Records from a pointing dataset:
- - -

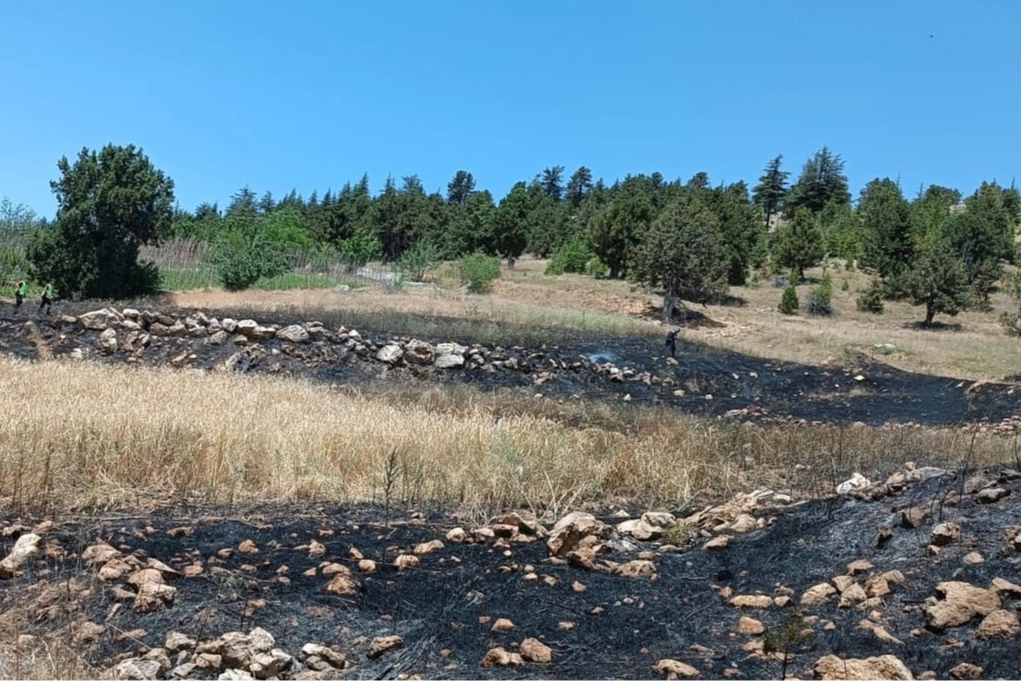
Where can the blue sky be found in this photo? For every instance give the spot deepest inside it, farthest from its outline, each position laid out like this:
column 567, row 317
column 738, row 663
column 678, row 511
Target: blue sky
column 308, row 95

- - -

> [OBJECTIVE]:
Please render every line of the records above as a Markdown table with two columns, Row for the line number and Line for the text, and skip any blank lines. Leave the pictures out of the table.

> [CORRECT ANSWER]:
| Row | Line |
|---|---|
| 1 | Where can the blue sky be found in this photo? For every instance give the spot deepest inside it, farthest from its outline, each position laid out like this: |
| 2 | column 567, row 317 |
| 3 | column 738, row 663 |
| 4 | column 678, row 511 |
| 5 | Target: blue sky |
| 6 | column 308, row 95 |